PASSAGE EXTRAIT.
Rechercher
Rechercher

Actualités - ANALYSE

Conseil des ministres : l'idée d'un règlement intérieur refait surface

Dans la polémique endémique qui les oppose sur la délimitation des pouvoirs, les présidents négligent une zone d’ombre jamais éclaircie: les prérogatives du vice-président du Conseil. La question avait été pourtant étudiée lors de la conférence fondatrice de Taëf. On en retrouve trace dans le compte-rendu de la séance au cours de laquelle le sujet avait été débattu.
Le vice-président du Conseil des ministres devrait, convenaient les députés, remplacer le chef du gouvernement à chacune de ses absences. Mais le document final de la conférence, dit de l’entente nationale, et la Constitution qui en découle ne font aucune mention des attributions de la vice-présidence du Conseil qui restent donc sans définition.
Parallèlement, certains chefs de gouvernement ont contesté au président de la République le droit de convoquer le Conseil des ministres en l’absence du chef du gouvernement. Ils ont affirmé que seul ce dernier se trouve autorisé, par l’alinéa 6 de l’article 64 de la Constitution, à lancer une telle convocation et à fixer l’ordre du jour du Conseil.
Un autre élément conflictuel avait pris corps lorsque certains projets ont été décrétés hors des normes décidées par le Conseil des ministres…
Tout cela mis ensemble a relancé l’idée, défendue par M. Nabih Berry du temps où il était lui-même ministre et pâtissait du système baptisé «troïka», d’un règlement intérieur précis pour le Conseil des ministres. Un dispositif qui rendrait obligatoire la rédaction d’un compte-rendu détaillé de chaque séance, comme à la Chambre des députés, pour éviter toute déviation dans la formulation des décrets. Aux termes de ce même mécanisme nouveau, et sans qu’il soit besoin de modifier la Constitution, il serait précisé qu’il revient au vice-président de convoquer le Conseil, au titre de la continuité, en l’absence du chef du gouvernement.
En réalité, mais qui s’en souvient, il existe un projet en bonne et due forme concocté naguère par une commission ministérielle formée de MM. Michel Murr, Marwan Hamadé, Khatchig Babikian, Chawki Fakhoury et Abdallah el-Amine. Son rapport, se référant à l’alinéa 5 de l’article 65 de la Constitution, commence par rappeler que le Conseil des ministres doit se réunir périodiquement et avoir son propre siège. De même, en vertu de l’alinéa 6 de l’article 64, c’est le président du Conseil qui convoque et en cas d’absence ses prérogatives sont assumées par le vice-président, à l’instar de ce que précise l’article 6 du règlement intérieur de l’Assemblé nationale. A titre exceptionnel ce pouvoir reviendrait au chef de l’Etat, s’il le juge nécessaire, et en accord avec le président du Conseil (alinéa 12 de l’article 53 de la Constitution). Lors des échanges, certains membres de la commission ministérielle ont suggéré que le Conseil puisse être convoqué hors cycle si le tiers de ses membres en fait la demande.

LIGNES DE DONNÉES.
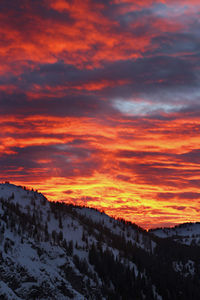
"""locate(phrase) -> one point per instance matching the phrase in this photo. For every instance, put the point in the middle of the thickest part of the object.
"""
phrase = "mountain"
(52, 250)
(187, 233)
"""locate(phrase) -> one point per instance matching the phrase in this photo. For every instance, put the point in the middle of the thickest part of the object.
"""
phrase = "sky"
(99, 104)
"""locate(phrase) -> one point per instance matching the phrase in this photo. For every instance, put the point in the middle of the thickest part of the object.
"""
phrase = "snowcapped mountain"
(187, 233)
(50, 250)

SÉRIE D'EXERCICES.
a: Recopiez à l'identique l'ensemble des entrées de localisation de points sur photo, en omettant les images.
b: Reprenez l'article sur le règlement intérieur du Conseil des ministres à la suite de sa dernière phrase.
Le texte et les entrées n'ont aucun rapport entre eux.

EN RÉPONSE.
a:
"""locate(phrase) -> one point per instance matching the phrase in this photo. For every instance, put the point in the middle of the thickest part of the object.
"""
phrase = "mountain"
(52, 250)
(187, 233)
"""locate(phrase) -> one point per instance matching the phrase in this photo. For every instance, put the point in the middle of the thickest part of the object.
"""
phrase = "sky"
(99, 104)
"""locate(phrase) -> one point per instance matching the phrase in this photo. For every instance, put the point in the middle of the thickest part of the object.
"""
phrase = "snowcapped mountain"
(187, 233)
(50, 250)

b:
En ce qui concerne l’ordre du jour, la commission recommande qu’y soient portés automatiquement tous les sujets, projets ou propositions dont le traitement revient par nature au Conseil, en vertu de la Constitution et des lois ou règlements en vigueur. Elle ajoute que tout ministre doit avoir le droit de demander l’inscription d’une question concernant son département et souligne que les projets de lois et de décrets-cadres doivent être communiqués aux membres du Conseil des ministres une semaine au moins avant d’être soumis au débat, les autres points de l’ordre du jour devant leur être communiqués deux jours au moins avant la tenue du Conseil.

Majorité

Bien entendu la séance est présidée par le chef du gouvernement, ou par le président de la République quand il en exprime le souhait, sa participation se faisant sans droit de vote. C’est le vice-président du Conseil qui dirige les débats en l’absence des deux présidents. Quant aux ministres, il leur faut réunir une majorité des deux tiers pour demander la réunion du Conseil, conformément à l’article 65.
La première partie d’une séance est consacrée aux questions offrant un caractère d’urgence et la deuxième aux impromptus non inscrits à l’ordre du jour. Les décisions sont prises par consensus et en cas d’impossibilité par vote à la majorité absolue des présents, sauf pour les questions cruciales qui nécessitent une majorité des deux tiers, toujours en vertu de l’article 65 de la Constitution.
La commission ministérielle recommande ensuite que les débats soient enregistrés puis retranscrits dans un compte-rendu écrit, mais résumé, qui doit être approuvé. Bien entendu ces débats ne peuvent être rendus publics. Le secrétariat général de la présidence du Conseil doit après chaque séance s’atteler à la rédaction des décrets qui doivent être prêts dans un délai de cinq jours. Les textes et les enregistrements phoniques des séances sont conservés en une section du siège du Conseil des ministres où chaque membre du Cabinet peut les consulter quand il le souhaite.
Les décisions du Conseil deviennent exécutoires au plus tard deux semaines après qu’elles ont été prises.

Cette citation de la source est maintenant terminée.